# [Aim of the task]
If a line comes after the one containing "[[711, 382], [929, 220], [252, 503], [7, 319]]", leave it out; copy every line before it, and that line too, exactly as written, starting from the first line of the entries.

--- --- ---

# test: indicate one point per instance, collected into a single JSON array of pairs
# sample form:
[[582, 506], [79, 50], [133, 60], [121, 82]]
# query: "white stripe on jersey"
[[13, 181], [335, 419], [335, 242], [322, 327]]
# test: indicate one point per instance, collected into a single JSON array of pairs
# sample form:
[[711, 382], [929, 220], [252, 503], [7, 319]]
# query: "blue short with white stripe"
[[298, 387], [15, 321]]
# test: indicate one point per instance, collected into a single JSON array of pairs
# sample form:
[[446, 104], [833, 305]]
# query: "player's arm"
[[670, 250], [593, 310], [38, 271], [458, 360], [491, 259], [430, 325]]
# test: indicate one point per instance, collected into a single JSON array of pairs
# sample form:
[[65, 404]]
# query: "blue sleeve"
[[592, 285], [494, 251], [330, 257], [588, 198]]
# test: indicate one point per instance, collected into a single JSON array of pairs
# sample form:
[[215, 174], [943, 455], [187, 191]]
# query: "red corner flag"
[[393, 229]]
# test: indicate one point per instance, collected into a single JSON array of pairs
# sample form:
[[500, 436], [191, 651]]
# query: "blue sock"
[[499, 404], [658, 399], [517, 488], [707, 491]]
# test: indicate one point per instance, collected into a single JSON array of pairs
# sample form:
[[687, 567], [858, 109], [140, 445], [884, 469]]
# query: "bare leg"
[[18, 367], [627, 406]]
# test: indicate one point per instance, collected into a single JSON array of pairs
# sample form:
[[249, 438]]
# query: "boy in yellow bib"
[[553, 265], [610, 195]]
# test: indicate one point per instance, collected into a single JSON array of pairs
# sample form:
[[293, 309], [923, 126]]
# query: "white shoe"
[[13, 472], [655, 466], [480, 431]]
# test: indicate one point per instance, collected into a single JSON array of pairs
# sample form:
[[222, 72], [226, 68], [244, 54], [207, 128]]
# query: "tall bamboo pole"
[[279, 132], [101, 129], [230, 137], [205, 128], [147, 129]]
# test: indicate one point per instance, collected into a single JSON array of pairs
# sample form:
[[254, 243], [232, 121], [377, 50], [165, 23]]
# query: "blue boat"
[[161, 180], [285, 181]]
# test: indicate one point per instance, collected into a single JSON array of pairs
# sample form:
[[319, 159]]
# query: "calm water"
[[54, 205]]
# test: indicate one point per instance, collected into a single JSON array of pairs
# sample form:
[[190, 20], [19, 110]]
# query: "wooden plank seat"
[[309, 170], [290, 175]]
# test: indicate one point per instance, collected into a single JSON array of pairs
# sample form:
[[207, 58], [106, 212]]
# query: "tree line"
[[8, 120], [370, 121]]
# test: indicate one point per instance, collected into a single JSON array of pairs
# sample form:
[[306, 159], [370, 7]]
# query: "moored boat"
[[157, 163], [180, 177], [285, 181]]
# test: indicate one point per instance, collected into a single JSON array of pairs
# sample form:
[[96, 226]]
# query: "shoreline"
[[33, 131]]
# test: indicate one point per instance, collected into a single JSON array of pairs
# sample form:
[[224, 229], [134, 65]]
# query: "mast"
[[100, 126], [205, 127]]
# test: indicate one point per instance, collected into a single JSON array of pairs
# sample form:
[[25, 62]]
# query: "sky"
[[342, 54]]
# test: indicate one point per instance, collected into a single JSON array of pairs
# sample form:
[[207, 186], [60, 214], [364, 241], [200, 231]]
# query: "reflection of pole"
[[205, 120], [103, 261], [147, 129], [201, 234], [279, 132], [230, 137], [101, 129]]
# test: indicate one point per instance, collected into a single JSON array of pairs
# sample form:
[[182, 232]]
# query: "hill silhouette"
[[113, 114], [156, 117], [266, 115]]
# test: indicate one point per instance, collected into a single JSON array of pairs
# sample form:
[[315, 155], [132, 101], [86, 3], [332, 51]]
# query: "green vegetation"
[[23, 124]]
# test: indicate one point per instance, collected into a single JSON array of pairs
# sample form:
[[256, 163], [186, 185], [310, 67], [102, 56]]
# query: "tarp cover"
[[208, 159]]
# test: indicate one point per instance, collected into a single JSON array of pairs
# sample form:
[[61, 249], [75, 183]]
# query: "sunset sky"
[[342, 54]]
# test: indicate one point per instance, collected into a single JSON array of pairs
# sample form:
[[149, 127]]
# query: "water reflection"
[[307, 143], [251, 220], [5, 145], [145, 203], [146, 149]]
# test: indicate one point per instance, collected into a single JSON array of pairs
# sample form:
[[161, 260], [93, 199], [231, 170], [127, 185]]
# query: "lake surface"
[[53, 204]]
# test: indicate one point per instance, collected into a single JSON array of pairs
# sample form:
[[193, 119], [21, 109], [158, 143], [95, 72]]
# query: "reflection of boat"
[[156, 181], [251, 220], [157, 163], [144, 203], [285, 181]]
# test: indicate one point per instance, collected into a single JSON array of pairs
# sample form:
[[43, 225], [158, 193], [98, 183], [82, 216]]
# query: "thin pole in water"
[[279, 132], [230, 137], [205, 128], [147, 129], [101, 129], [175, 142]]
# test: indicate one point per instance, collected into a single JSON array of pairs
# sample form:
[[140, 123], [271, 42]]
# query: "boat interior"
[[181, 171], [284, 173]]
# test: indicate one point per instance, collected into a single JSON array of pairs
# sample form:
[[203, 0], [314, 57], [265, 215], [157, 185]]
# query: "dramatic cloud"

--- --- ---

# [Response]
# test: indicate one point per instance, collected into a single JSON array of pairs
# sample form:
[[582, 506], [79, 50], [133, 60], [121, 82]]
# query: "white stripe on jersey"
[[13, 181], [335, 419], [335, 242], [322, 327]]
# test: indicate one point per instance, collected into a single JSON array of pairs
# sample form:
[[711, 382], [929, 220], [252, 503], [7, 319]]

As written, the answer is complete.